*PROBLEM TO WORK ON:* Set down exactly the lines from the one containing "Exercise. Point out each instance of the overcast" through the last line of the records below, both included, and nothing else.

*MATERIAL FOR THIS EXERCISE:*
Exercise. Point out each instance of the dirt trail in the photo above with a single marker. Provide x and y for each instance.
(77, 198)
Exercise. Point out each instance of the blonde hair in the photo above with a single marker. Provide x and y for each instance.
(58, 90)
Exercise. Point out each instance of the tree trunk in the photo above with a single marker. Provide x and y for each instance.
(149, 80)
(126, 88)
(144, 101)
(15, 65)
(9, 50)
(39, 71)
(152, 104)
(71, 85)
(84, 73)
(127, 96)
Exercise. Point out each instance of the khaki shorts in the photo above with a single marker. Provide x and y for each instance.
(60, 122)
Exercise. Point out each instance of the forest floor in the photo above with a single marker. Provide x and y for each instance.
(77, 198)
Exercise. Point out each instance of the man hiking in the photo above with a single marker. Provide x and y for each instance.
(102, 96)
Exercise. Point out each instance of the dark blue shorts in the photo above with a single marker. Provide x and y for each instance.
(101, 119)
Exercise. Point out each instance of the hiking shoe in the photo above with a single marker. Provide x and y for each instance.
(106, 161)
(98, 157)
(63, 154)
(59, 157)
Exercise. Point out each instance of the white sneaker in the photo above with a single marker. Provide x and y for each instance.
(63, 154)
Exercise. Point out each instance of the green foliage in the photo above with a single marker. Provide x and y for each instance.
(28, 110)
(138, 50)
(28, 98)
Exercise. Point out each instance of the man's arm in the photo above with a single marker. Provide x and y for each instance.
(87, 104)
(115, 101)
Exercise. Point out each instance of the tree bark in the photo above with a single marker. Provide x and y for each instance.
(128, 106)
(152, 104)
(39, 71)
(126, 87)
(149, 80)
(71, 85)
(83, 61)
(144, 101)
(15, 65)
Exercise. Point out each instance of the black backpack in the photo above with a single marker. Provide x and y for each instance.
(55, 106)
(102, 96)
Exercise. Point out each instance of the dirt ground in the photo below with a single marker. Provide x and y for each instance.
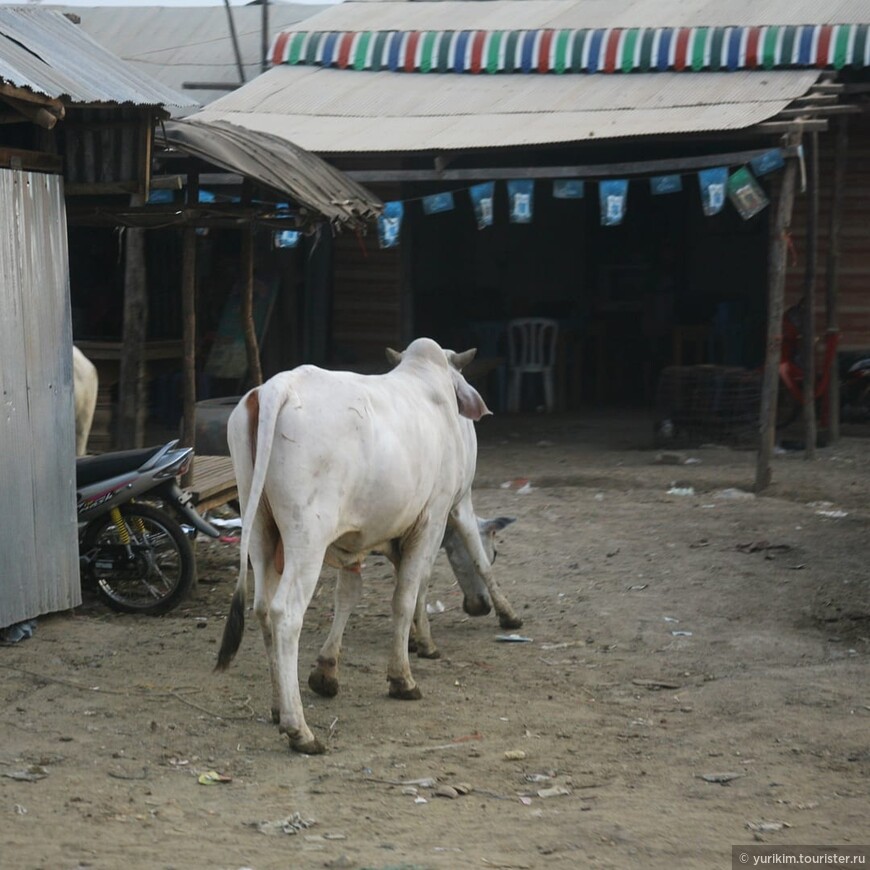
(674, 636)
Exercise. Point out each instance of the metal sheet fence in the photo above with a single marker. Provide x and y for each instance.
(39, 556)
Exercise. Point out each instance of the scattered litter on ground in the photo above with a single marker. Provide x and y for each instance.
(18, 632)
(681, 490)
(761, 546)
(762, 827)
(212, 777)
(31, 774)
(720, 778)
(555, 791)
(657, 684)
(733, 493)
(294, 824)
(669, 457)
(519, 484)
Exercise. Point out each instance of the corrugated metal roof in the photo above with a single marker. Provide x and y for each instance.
(193, 44)
(335, 111)
(530, 14)
(278, 163)
(43, 51)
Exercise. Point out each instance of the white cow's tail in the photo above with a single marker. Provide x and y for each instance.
(262, 422)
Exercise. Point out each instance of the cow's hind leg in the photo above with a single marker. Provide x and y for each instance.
(465, 525)
(418, 553)
(287, 609)
(323, 679)
(421, 631)
(266, 579)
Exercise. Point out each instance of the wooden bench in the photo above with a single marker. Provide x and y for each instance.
(214, 482)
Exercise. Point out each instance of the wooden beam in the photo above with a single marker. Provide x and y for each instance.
(210, 86)
(35, 161)
(795, 127)
(188, 320)
(775, 288)
(590, 170)
(255, 371)
(832, 271)
(816, 112)
(132, 397)
(809, 324)
(56, 107)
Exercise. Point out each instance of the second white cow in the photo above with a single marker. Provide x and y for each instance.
(331, 465)
(85, 387)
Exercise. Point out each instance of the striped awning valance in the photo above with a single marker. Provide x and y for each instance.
(605, 50)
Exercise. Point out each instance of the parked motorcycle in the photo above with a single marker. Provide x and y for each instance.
(855, 393)
(132, 548)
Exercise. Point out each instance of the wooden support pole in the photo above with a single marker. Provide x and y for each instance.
(255, 371)
(775, 288)
(809, 325)
(188, 321)
(132, 395)
(832, 276)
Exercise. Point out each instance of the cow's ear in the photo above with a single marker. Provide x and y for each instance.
(470, 402)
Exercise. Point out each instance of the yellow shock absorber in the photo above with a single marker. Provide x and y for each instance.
(120, 525)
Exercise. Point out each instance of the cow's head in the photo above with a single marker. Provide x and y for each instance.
(470, 402)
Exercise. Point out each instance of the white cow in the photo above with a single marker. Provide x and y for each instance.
(331, 465)
(85, 385)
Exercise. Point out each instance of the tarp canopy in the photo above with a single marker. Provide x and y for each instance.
(276, 163)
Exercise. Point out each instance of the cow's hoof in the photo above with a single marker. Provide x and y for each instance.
(476, 606)
(509, 621)
(310, 747)
(324, 685)
(400, 691)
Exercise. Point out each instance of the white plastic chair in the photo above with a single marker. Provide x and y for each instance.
(531, 350)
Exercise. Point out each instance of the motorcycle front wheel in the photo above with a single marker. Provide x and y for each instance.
(143, 565)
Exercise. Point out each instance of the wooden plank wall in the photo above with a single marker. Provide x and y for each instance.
(367, 302)
(854, 283)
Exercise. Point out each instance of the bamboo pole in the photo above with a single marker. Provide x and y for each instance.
(188, 321)
(809, 318)
(832, 276)
(255, 371)
(775, 288)
(132, 395)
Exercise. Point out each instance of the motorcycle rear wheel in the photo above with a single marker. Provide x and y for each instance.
(152, 573)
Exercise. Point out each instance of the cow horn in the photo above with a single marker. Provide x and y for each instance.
(461, 360)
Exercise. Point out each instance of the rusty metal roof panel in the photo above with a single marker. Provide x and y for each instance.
(43, 51)
(336, 111)
(532, 14)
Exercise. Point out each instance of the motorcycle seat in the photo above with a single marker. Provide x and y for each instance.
(90, 469)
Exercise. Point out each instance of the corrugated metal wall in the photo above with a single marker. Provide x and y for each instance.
(854, 283)
(39, 556)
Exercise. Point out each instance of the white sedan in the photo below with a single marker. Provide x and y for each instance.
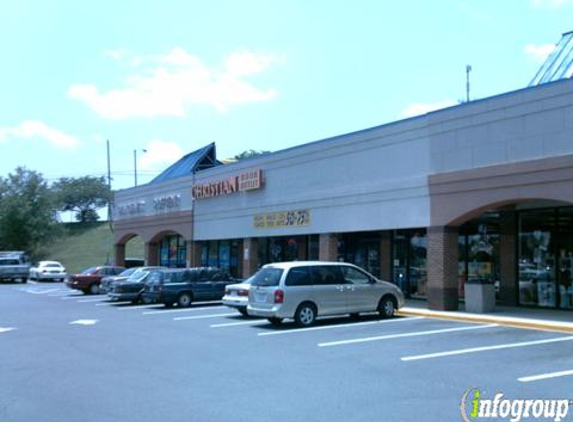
(48, 270)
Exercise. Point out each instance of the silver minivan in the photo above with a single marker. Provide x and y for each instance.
(304, 290)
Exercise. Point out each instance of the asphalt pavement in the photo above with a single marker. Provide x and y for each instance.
(66, 357)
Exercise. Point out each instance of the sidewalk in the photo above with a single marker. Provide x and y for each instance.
(538, 319)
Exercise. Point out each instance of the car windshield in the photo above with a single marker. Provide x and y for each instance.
(267, 277)
(89, 270)
(138, 276)
(127, 273)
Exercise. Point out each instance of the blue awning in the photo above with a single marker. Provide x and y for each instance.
(559, 64)
(201, 159)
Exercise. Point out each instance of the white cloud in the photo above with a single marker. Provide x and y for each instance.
(551, 3)
(159, 153)
(34, 129)
(177, 80)
(415, 109)
(539, 52)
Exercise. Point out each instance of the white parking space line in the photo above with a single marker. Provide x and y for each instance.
(546, 376)
(139, 307)
(329, 327)
(41, 292)
(403, 335)
(85, 322)
(203, 316)
(113, 303)
(99, 299)
(170, 311)
(233, 324)
(486, 348)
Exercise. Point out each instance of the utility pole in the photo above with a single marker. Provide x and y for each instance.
(135, 166)
(109, 216)
(468, 70)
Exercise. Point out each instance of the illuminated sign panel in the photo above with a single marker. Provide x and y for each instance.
(250, 180)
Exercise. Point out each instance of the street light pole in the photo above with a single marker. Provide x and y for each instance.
(135, 166)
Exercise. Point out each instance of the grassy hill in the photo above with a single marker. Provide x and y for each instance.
(85, 245)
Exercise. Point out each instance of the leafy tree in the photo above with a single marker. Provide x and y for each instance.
(83, 195)
(249, 154)
(28, 213)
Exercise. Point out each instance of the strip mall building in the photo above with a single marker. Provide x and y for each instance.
(479, 191)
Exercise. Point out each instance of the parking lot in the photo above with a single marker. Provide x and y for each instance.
(69, 357)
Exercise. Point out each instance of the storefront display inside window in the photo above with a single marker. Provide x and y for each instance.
(546, 258)
(409, 254)
(172, 252)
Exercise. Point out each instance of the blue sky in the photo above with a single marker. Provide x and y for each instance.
(172, 76)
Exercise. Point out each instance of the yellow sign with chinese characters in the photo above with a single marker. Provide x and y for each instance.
(282, 219)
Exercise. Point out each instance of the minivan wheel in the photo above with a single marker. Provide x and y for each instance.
(387, 307)
(94, 289)
(184, 300)
(305, 315)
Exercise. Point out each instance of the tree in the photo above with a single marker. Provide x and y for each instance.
(249, 154)
(83, 195)
(28, 213)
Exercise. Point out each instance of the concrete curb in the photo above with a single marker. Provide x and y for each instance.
(532, 324)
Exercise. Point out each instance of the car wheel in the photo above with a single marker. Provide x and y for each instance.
(184, 300)
(387, 307)
(305, 315)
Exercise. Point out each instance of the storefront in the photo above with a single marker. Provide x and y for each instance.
(480, 191)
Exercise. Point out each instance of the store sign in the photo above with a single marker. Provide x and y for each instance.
(250, 180)
(281, 219)
(168, 202)
(131, 208)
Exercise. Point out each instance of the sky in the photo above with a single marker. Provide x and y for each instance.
(166, 77)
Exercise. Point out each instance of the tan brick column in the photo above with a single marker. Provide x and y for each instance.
(250, 256)
(193, 254)
(119, 255)
(151, 253)
(443, 268)
(328, 247)
(386, 255)
(508, 290)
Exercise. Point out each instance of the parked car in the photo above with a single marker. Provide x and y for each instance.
(48, 270)
(132, 287)
(183, 286)
(14, 265)
(237, 296)
(88, 281)
(305, 290)
(107, 281)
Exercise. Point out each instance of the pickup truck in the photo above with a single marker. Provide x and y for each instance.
(14, 265)
(184, 286)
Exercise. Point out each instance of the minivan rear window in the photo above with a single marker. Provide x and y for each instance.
(267, 277)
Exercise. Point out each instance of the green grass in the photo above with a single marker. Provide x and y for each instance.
(86, 245)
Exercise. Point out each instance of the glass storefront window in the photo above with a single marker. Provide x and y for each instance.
(409, 254)
(172, 252)
(478, 248)
(361, 249)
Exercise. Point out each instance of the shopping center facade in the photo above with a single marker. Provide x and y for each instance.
(479, 191)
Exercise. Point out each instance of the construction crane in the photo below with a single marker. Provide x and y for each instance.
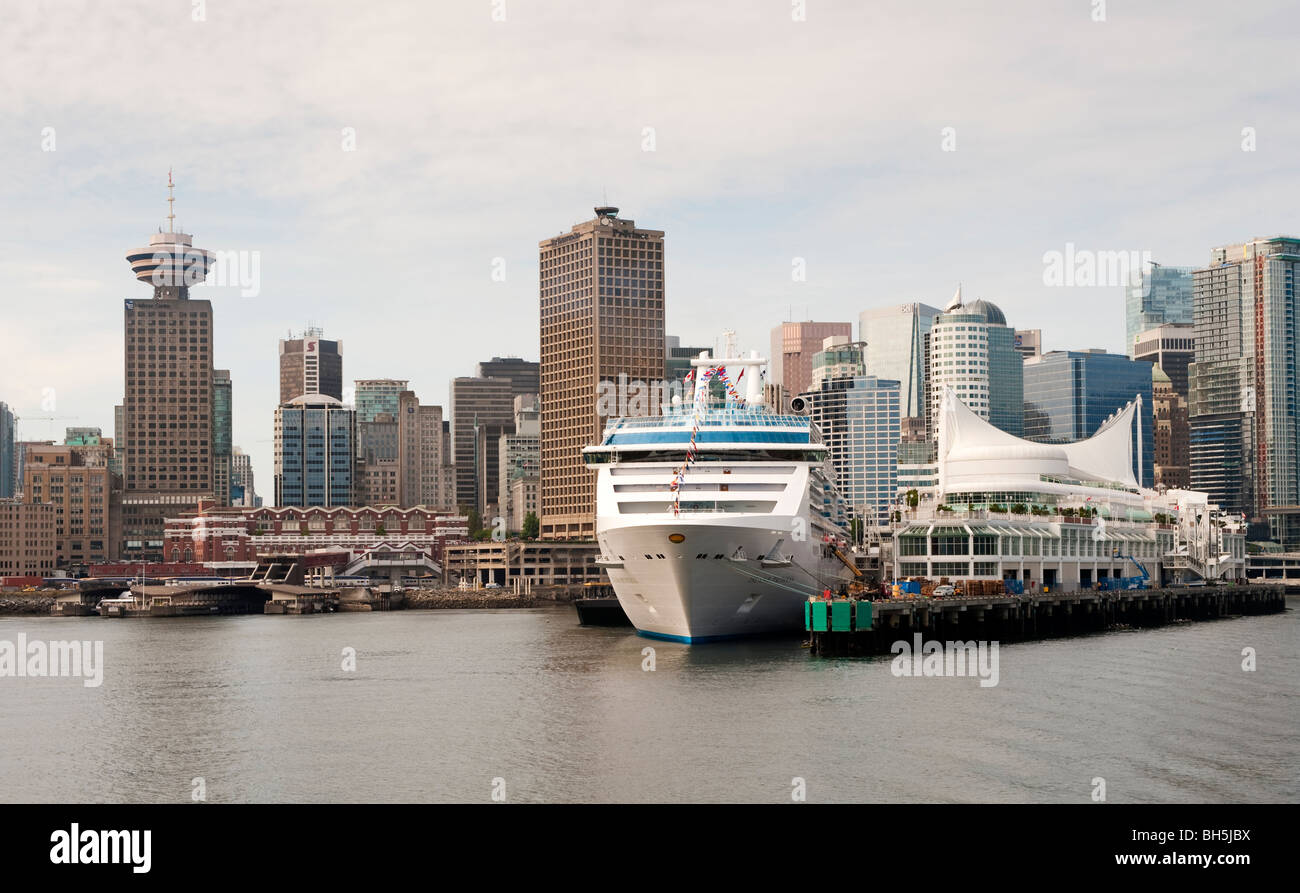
(17, 419)
(1126, 582)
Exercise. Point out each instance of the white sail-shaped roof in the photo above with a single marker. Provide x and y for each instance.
(978, 455)
(1108, 455)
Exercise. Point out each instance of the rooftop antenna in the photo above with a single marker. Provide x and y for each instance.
(170, 202)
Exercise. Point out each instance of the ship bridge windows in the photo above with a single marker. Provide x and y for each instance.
(729, 486)
(700, 506)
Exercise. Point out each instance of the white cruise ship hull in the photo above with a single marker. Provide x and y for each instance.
(713, 585)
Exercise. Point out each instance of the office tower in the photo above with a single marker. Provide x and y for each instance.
(377, 443)
(118, 438)
(524, 376)
(1243, 442)
(896, 349)
(1069, 394)
(20, 460)
(971, 350)
(1028, 342)
(1169, 432)
(602, 300)
(83, 436)
(424, 472)
(167, 452)
(481, 411)
(7, 458)
(29, 545)
(839, 358)
(315, 452)
(222, 434)
(1160, 297)
(378, 397)
(308, 364)
(861, 423)
(1171, 347)
(243, 493)
(76, 478)
(793, 347)
(520, 455)
(918, 458)
(402, 446)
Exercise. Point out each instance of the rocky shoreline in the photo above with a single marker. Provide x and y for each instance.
(25, 603)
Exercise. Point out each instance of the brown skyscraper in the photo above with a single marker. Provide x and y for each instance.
(602, 315)
(167, 450)
(793, 346)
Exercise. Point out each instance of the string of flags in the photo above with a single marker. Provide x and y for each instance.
(700, 402)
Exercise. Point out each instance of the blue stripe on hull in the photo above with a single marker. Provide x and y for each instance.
(692, 640)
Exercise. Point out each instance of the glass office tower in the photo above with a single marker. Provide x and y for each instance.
(1069, 394)
(315, 447)
(896, 349)
(1162, 295)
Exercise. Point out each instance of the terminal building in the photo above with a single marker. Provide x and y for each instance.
(1061, 516)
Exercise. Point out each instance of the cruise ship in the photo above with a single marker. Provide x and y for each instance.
(719, 517)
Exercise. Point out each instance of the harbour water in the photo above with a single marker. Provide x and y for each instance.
(443, 702)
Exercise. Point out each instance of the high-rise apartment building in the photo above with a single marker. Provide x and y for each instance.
(1160, 297)
(861, 423)
(402, 445)
(524, 376)
(971, 350)
(520, 455)
(243, 493)
(222, 434)
(840, 358)
(895, 350)
(8, 472)
(1028, 342)
(1171, 347)
(308, 364)
(602, 302)
(793, 347)
(481, 411)
(316, 452)
(1169, 432)
(1244, 420)
(424, 469)
(168, 415)
(1069, 394)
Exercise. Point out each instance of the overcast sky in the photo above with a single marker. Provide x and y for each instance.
(772, 139)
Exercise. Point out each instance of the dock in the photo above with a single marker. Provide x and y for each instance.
(865, 627)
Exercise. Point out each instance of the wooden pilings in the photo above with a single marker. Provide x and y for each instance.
(1031, 616)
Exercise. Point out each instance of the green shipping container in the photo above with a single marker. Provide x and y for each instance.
(819, 612)
(863, 619)
(840, 616)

*IN RESPONSE:*
Exercise. Point out each instance of the overcast sky in the photo above with a single marker. Provide x and y for each instance.
(772, 139)
Exercise. Point out each instance of the dock in the photo above with a single marker. Provide x and y for each instance.
(865, 627)
Exercise. Point out each instance of the wooden pilings in the photo above with a single marker. Provide x and y for each instance.
(1031, 616)
Exercise. Point out each instance of the green shipping container in the photo above with a single marker. Provide x and y for each instance.
(819, 612)
(863, 619)
(840, 616)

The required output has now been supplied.